== PROBLEM TO SOLVE ==
Quote exactly the lines running from the line with "Objective — one marker on every instance of the car" to the end of the entries, including both, and nothing else.

## begin RECORDS SUPPLIED

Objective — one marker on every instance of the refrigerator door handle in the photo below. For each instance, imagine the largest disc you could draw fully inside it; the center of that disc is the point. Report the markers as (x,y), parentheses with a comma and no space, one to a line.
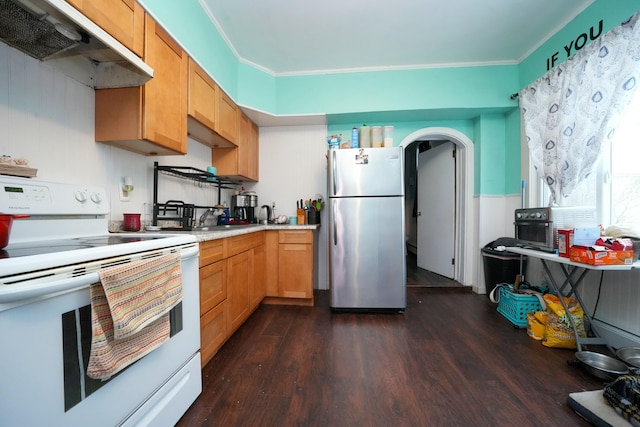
(333,170)
(335,225)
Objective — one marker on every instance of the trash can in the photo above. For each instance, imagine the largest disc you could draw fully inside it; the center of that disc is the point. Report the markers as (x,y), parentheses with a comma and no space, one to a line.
(500,266)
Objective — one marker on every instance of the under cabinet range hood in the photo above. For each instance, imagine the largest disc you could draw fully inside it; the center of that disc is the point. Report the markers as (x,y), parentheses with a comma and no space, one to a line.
(53,30)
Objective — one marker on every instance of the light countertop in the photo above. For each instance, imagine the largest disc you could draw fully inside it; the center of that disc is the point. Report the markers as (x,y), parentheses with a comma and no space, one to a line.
(221,232)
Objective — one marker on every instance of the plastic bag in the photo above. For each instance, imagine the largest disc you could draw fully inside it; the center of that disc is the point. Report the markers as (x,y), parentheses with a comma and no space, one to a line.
(558,332)
(536,326)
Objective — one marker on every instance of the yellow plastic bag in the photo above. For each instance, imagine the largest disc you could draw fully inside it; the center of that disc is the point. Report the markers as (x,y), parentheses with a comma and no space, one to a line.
(558,332)
(535,328)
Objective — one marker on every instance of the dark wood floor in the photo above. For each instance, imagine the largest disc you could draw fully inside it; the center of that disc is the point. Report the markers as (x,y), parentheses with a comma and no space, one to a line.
(449,360)
(417,276)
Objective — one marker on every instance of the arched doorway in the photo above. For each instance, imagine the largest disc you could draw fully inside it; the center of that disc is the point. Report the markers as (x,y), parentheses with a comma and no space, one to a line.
(464,218)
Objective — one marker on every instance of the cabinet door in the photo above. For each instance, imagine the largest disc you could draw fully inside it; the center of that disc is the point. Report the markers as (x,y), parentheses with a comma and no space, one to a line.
(226,122)
(150,119)
(122,19)
(202,95)
(295,263)
(253,153)
(258,287)
(213,285)
(165,96)
(238,279)
(244,126)
(213,331)
(271,270)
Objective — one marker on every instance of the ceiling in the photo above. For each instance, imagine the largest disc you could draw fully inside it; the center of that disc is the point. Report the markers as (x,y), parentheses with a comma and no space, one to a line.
(295,37)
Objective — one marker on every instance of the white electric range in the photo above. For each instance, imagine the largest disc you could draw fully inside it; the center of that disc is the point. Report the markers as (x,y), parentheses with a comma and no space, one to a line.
(45,321)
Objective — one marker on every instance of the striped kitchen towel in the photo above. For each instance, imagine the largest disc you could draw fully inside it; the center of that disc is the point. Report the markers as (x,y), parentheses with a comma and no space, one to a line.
(129,312)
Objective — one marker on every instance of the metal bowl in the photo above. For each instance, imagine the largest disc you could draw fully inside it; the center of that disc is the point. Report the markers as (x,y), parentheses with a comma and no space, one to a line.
(629,355)
(602,366)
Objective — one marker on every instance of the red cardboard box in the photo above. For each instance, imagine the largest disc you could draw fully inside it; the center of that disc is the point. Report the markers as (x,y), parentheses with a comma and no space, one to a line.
(565,241)
(599,255)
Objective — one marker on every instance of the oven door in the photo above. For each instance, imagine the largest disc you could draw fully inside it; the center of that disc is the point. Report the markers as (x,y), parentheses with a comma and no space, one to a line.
(537,234)
(44,358)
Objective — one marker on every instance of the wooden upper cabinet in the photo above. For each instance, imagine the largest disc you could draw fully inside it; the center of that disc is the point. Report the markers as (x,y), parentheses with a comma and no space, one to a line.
(239,163)
(226,121)
(203,94)
(150,119)
(243,145)
(253,150)
(122,19)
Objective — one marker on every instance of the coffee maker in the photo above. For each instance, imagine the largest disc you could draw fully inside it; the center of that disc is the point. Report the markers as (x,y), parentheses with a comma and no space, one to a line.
(251,209)
(243,207)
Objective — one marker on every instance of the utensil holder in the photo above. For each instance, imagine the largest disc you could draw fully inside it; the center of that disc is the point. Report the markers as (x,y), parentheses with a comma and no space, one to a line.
(302,217)
(313,217)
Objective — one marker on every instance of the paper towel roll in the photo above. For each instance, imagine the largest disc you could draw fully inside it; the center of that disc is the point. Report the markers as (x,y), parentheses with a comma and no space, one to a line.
(376,136)
(365,137)
(388,136)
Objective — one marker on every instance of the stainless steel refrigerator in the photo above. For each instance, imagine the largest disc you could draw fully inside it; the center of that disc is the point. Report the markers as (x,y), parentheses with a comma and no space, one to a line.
(366,220)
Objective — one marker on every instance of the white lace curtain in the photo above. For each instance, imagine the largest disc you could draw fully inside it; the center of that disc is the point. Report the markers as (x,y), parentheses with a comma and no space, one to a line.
(573,109)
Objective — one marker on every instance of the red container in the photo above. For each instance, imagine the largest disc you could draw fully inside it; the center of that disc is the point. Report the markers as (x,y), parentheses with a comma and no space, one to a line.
(131,222)
(6,221)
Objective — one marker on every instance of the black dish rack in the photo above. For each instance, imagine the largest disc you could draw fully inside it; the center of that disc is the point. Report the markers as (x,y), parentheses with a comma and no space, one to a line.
(176,210)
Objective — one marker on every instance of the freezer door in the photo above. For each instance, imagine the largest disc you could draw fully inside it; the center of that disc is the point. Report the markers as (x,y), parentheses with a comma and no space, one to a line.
(367,253)
(366,172)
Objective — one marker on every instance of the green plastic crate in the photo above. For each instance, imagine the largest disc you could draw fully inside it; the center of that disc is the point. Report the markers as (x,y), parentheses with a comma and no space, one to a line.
(516,306)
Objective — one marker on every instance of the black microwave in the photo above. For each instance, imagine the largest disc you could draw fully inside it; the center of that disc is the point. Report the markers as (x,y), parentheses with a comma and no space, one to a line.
(537,228)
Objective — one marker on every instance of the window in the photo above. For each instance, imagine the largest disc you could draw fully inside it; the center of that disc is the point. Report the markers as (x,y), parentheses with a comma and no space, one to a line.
(614,186)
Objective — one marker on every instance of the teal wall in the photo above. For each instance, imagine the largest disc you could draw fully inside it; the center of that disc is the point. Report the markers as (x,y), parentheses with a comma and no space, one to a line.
(610,12)
(473,100)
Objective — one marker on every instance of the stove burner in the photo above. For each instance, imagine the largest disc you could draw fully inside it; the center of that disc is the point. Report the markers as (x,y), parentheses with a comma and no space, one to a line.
(63,245)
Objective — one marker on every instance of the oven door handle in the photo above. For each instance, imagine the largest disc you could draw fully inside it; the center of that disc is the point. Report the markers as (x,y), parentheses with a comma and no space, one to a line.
(23,293)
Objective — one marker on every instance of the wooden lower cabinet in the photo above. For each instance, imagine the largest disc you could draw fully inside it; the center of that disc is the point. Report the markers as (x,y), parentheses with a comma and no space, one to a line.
(213,302)
(239,277)
(257,288)
(231,287)
(290,266)
(213,332)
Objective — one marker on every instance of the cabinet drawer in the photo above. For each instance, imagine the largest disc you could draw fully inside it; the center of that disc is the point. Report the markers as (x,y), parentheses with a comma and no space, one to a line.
(211,251)
(295,236)
(244,242)
(213,331)
(213,285)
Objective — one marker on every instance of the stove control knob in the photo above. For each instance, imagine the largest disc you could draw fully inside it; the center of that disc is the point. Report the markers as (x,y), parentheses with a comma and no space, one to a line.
(81,196)
(96,198)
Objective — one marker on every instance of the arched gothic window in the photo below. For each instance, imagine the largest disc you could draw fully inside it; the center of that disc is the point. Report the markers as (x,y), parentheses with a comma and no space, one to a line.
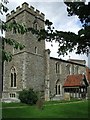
(13,77)
(58,88)
(57,68)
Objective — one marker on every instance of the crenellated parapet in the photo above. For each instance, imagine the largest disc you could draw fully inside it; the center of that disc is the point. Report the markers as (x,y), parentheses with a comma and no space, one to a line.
(25,7)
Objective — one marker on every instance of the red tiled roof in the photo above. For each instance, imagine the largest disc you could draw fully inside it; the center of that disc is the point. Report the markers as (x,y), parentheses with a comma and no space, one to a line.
(73,80)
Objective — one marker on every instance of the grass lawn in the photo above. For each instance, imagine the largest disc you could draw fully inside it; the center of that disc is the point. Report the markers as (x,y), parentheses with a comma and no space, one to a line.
(50,110)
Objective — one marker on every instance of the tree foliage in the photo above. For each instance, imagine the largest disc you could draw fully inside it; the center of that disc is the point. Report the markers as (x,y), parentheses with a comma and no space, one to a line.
(69,41)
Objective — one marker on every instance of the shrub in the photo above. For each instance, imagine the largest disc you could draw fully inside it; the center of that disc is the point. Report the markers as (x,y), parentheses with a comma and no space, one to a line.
(28,96)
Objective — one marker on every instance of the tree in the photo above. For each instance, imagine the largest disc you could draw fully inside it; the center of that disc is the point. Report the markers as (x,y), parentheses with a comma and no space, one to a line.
(69,41)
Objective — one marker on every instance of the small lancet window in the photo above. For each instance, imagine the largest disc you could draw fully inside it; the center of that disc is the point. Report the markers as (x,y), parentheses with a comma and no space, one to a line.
(57,68)
(13,77)
(36,50)
(58,88)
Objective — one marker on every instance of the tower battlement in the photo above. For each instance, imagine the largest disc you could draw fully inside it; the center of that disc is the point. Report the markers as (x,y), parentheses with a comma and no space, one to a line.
(25,7)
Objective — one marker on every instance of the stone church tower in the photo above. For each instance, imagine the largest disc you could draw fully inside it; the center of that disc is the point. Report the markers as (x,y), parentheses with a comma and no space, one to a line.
(27,68)
(33,67)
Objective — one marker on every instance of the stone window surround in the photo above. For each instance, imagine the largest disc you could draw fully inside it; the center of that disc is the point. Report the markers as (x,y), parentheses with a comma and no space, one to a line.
(14,72)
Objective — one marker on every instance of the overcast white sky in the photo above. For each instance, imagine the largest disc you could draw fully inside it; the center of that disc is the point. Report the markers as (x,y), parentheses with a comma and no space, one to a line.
(55,11)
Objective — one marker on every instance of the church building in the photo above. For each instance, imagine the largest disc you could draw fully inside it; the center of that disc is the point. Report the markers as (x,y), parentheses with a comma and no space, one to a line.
(33,67)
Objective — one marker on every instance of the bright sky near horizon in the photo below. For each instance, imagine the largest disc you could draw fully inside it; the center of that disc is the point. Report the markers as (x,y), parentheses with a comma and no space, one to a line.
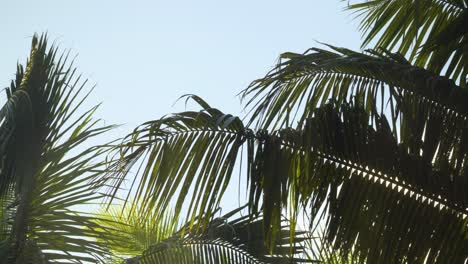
(143,55)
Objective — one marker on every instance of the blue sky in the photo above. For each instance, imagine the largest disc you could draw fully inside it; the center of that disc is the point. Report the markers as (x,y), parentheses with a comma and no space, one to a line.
(143,55)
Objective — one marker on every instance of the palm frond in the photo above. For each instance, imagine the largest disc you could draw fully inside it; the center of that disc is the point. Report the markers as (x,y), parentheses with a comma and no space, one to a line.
(134,234)
(186,150)
(41,167)
(337,158)
(238,240)
(303,82)
(431,32)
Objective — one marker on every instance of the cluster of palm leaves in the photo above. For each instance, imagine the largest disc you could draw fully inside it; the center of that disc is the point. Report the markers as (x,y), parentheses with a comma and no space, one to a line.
(371,146)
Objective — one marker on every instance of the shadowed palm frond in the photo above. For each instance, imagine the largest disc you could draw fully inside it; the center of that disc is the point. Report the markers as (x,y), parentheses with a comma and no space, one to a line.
(379,79)
(186,150)
(432,33)
(44,175)
(375,200)
(225,240)
(335,157)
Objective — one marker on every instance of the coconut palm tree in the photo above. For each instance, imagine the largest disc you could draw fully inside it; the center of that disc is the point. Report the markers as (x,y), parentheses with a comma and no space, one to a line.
(45,173)
(143,237)
(373,144)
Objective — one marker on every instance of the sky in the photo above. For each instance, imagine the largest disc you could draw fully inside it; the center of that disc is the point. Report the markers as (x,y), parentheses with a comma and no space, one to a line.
(143,55)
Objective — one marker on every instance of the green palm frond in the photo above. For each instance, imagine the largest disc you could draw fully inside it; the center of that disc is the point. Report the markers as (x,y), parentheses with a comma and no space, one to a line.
(312,168)
(303,82)
(42,166)
(431,32)
(135,229)
(393,192)
(225,240)
(185,150)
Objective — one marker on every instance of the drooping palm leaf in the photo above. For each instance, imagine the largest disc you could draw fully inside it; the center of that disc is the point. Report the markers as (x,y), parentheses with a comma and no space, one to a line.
(186,150)
(225,240)
(431,32)
(135,230)
(42,166)
(303,82)
(376,199)
(336,156)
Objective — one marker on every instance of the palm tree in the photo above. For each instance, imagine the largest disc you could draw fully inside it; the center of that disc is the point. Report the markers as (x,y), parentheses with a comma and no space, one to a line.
(142,237)
(373,144)
(44,172)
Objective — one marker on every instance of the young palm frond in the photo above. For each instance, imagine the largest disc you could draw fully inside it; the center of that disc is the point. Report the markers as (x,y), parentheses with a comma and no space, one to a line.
(225,240)
(432,33)
(304,82)
(43,175)
(312,167)
(189,149)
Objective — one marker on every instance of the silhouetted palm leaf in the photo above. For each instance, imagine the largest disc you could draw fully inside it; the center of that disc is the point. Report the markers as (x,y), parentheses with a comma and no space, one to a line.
(432,33)
(43,175)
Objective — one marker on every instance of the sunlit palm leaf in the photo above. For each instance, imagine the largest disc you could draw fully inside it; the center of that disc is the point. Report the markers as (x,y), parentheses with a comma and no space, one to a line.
(376,199)
(187,150)
(431,32)
(303,82)
(43,169)
(225,240)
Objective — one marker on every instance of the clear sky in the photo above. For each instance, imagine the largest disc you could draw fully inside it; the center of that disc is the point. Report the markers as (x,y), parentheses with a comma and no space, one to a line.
(143,55)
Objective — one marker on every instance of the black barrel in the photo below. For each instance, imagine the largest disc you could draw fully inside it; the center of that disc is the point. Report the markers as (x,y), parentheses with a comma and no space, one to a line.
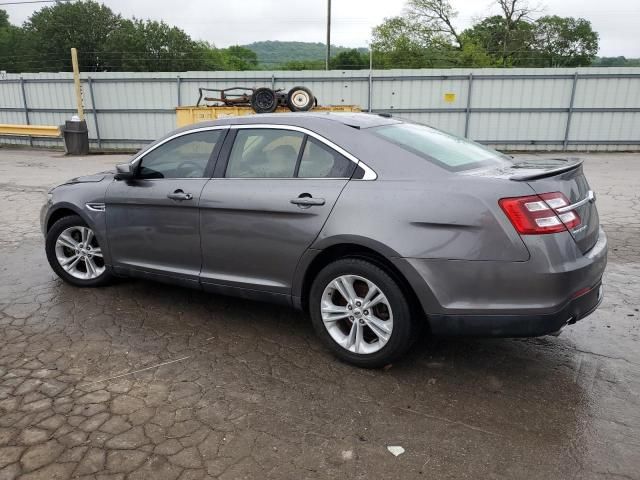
(76,137)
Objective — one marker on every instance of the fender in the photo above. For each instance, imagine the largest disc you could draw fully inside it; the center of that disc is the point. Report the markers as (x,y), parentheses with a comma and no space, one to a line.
(420,289)
(95,220)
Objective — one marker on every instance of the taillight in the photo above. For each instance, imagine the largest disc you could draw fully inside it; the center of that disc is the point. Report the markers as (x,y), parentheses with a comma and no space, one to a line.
(536,214)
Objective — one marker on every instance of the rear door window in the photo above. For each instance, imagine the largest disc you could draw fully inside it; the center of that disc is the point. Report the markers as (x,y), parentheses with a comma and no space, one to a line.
(451,152)
(264,153)
(321,161)
(280,153)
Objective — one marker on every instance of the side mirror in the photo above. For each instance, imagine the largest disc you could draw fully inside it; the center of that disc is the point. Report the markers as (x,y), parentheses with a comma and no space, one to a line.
(125,171)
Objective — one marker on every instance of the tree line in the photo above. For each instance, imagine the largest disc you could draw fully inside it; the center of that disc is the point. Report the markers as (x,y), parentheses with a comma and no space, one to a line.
(108,42)
(425,36)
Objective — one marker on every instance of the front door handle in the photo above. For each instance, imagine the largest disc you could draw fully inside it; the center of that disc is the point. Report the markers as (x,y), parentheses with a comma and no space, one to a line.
(307,201)
(180,195)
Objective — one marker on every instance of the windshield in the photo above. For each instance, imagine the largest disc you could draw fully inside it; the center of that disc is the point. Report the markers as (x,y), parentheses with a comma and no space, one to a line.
(451,152)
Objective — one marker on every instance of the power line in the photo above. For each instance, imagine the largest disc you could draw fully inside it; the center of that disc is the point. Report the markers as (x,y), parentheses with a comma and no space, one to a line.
(23,2)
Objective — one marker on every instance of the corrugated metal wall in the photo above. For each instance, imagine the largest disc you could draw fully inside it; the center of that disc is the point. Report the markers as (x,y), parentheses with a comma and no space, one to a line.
(511,109)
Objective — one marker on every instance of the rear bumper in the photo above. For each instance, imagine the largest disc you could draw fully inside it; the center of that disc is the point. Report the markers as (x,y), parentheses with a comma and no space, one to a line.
(534,325)
(498,298)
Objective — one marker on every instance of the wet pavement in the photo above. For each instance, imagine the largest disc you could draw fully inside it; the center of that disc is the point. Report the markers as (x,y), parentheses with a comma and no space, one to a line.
(141,380)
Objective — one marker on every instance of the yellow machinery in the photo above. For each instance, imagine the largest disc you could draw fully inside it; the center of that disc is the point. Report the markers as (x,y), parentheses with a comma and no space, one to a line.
(29,130)
(190,115)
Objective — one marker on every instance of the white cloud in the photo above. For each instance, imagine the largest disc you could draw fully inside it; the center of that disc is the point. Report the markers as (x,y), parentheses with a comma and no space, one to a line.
(238,22)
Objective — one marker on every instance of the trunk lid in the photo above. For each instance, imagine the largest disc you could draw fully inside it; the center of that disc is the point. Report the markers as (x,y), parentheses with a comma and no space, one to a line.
(565,176)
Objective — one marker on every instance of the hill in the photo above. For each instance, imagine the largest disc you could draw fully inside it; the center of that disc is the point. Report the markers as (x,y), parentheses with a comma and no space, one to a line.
(271,53)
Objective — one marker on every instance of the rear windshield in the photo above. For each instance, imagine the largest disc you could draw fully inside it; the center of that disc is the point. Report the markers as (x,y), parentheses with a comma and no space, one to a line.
(451,152)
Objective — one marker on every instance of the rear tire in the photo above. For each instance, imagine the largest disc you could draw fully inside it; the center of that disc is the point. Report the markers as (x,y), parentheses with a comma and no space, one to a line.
(300,99)
(75,255)
(372,328)
(264,100)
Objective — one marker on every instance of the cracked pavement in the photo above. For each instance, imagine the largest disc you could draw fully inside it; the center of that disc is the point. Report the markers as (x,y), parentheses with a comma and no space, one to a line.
(148,381)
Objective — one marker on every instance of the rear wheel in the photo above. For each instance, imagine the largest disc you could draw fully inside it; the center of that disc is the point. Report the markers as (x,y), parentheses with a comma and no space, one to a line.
(300,99)
(264,100)
(360,313)
(74,253)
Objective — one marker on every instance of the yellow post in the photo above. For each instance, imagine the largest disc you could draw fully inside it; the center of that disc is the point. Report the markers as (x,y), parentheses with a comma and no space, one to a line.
(76,82)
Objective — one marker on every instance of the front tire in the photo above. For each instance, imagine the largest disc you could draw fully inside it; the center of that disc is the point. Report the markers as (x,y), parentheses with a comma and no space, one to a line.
(74,253)
(264,100)
(360,313)
(300,99)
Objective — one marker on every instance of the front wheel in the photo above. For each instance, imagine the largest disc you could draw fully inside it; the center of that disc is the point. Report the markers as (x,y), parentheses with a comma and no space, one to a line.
(74,253)
(360,313)
(300,99)
(264,100)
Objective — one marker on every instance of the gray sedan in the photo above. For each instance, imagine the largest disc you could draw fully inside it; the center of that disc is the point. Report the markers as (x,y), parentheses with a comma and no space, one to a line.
(376,227)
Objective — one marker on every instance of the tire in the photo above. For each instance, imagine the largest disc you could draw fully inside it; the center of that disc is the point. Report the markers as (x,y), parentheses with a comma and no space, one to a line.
(89,270)
(300,99)
(372,350)
(264,100)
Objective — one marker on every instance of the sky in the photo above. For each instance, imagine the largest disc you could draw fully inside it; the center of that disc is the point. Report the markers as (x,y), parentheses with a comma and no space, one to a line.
(231,22)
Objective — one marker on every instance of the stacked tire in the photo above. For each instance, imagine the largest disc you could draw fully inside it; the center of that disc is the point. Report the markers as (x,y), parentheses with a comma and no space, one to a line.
(298,99)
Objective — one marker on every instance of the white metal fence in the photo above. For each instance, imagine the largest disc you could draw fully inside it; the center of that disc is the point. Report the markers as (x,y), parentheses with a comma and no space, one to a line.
(511,109)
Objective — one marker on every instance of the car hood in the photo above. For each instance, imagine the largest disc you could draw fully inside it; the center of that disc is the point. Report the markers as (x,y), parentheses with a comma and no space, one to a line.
(94,178)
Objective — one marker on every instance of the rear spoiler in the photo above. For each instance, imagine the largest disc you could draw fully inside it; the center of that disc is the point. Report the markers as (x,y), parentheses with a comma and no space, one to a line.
(540,172)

## end RECORDS SUPPLIED

== WRITTEN SOLUTION ==
Objective — one marker on every instance of the car hood in the photo above. For each instance, imagine the largest disc you could draw fully inside it; the center of that disc is the point. Report the markers as (x,y), parentheses with a comma and no space, one to a line.
(94,178)
Objective — one marker on every instance of the rear spoiler in the photo above. For each instance, imagine the largest disc you could draw fully inside it; the center of that disc is the point. Report the markers as (x,y), parentheses with a comma and no space, one to a line.
(540,172)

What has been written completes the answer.